Task details ▸
Reproduce the full contest announcement thread word for word.

Provided text ▸
++++
Hello Coders,
The 23rd edition of 101 Hack is here. This time we have 5 interesting challenges lined up for you.
The contest commences on 27th March 2015 at 16:30 UTC, and will run for 2 hours. You can sign up for the contest here.
The problem statements will be available in English, Russian and Chinese.
Top 10 on leaderboard get cool HackerRank T Shirts
Problem Setters
Problem Testers
Please try all problems, Editorials will be available at the end of contest.
GL&HF
Btw if somebody is thinking that this is continuous third round of devu, then he is wrong. Please note the difference of "too" in the handle :P
Btw characters of problems will be Chihiro from animated film Spirited Away (referred as magical girl in the problem statement, I think one of scenes of the movie will reflect in your mind after reading first problem statement :) ) and Devu (Devendra Agarwal (devu).
This movie got some award and all, but I saw the movie once several years ago and didn't really find it interesting. Maybe I didn't understand the film :(
xorfire, I really loved this movie =D I am not a regular movie and anime viewer, so my knowledge of movies is too less to comment, but I found this movie quite good :)
++++
Entries from a point annotation set ▸
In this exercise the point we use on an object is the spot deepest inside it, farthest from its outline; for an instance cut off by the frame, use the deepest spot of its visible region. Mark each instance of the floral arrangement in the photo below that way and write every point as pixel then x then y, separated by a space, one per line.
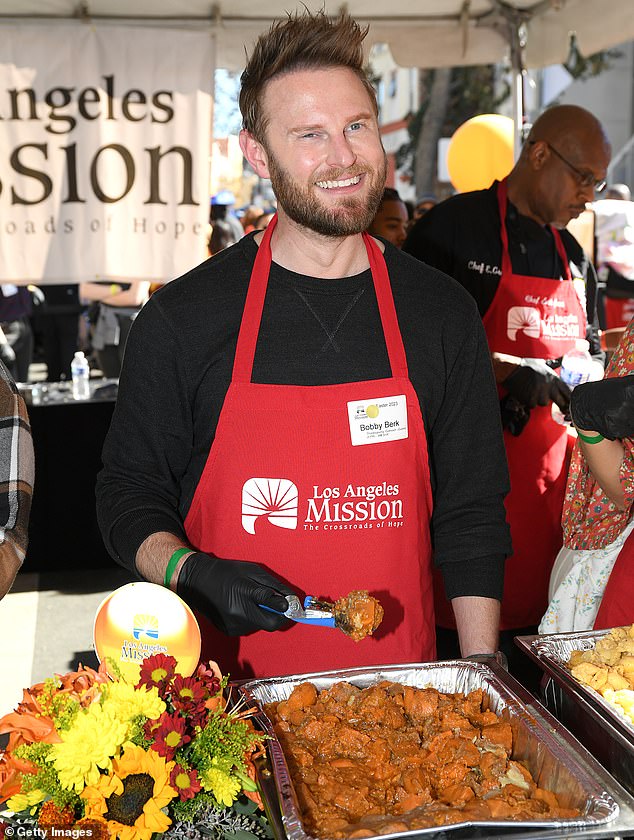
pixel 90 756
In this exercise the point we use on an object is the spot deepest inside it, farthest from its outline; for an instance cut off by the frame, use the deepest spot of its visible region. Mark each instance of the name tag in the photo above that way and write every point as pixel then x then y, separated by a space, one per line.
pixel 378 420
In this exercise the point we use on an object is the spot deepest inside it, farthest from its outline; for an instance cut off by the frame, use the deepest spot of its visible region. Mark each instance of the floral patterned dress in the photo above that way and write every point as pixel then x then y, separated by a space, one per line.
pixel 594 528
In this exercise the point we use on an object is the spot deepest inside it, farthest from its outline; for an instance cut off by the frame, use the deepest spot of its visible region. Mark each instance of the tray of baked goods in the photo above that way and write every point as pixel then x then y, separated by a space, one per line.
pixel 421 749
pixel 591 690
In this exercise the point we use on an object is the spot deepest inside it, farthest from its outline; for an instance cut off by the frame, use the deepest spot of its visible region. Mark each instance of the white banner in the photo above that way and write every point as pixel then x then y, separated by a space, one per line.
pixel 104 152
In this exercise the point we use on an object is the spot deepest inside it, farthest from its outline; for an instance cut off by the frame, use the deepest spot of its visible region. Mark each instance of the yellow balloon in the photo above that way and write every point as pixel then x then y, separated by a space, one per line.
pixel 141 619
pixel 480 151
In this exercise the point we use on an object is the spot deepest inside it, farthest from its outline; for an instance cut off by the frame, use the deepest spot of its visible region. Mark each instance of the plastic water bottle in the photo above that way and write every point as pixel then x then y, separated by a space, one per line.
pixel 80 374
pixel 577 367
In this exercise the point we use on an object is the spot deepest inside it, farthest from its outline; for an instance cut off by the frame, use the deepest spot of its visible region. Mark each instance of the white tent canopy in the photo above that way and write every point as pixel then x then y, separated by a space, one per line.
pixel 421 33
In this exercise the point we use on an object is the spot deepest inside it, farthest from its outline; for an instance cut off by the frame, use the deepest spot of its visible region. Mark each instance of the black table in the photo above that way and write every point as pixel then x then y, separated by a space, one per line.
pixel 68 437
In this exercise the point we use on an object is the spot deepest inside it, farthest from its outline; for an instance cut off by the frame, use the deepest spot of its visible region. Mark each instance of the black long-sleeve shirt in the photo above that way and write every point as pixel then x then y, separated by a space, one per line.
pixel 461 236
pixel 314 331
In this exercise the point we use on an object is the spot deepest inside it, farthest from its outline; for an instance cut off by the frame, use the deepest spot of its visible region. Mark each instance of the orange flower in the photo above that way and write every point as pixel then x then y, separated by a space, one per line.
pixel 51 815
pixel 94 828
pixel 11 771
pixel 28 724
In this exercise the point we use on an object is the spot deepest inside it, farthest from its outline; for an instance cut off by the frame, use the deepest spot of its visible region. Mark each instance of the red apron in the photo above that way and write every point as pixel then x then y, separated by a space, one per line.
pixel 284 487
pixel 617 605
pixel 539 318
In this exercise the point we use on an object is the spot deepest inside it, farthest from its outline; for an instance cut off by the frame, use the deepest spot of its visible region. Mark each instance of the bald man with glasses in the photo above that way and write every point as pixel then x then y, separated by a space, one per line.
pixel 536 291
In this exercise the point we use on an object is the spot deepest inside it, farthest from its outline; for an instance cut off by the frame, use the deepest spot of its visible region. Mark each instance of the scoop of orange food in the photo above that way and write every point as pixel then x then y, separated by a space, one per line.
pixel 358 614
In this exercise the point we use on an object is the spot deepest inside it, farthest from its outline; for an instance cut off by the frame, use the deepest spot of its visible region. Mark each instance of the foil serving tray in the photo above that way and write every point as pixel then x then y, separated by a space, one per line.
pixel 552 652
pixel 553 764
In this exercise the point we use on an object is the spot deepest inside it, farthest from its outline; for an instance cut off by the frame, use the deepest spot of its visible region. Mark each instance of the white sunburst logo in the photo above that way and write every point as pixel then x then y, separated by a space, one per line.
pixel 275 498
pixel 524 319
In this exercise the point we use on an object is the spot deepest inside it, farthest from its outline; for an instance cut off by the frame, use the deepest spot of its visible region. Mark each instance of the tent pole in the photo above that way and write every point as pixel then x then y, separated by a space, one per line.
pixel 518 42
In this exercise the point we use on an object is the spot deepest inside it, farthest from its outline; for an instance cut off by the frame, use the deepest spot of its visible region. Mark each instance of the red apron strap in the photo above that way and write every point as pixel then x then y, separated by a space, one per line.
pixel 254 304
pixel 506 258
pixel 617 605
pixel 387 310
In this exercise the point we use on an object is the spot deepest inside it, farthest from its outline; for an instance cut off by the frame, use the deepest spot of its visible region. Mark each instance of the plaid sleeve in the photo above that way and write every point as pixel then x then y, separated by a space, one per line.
++++
The result ▸
Hello Coders,
The 23rd edition of 101 Hack is here. This time we have 5 interesting challenges lined up for you.
The contest commences on 27th March 2015 at 16:30 UTC, and will run for 2 hours. You can sign up for the contest here.
The problem statements will be available in English, Russian and Chinese.
Top 10 on leaderboard get cool HackerRank T Shirts
Problem Setters
Problem Testers
Please try all problems, Editorials will be available at the end of contest.
GL&HF
Btw if somebody is thinking that this is continuous third round of devu, then he is wrong. Please note the difference of "too" in the handle :P
Btw characters of problems will be Chihiro from animated film Spirited Away (referred as magical girl in the problem statement, I think one of scenes of the movie will reflect in your mind after reading first problem statement :) ) and Devu (Devendra Agarwal (devu).
This movie got some award and all, but I saw the movie once several years ago and didn't really find it interesting. Maybe I didn't understand the film :(
xorfire, I really loved this movie =D I am not a regular movie and anime viewer, so my knowledge of movies is too less to comment, but I found this movie quite good :)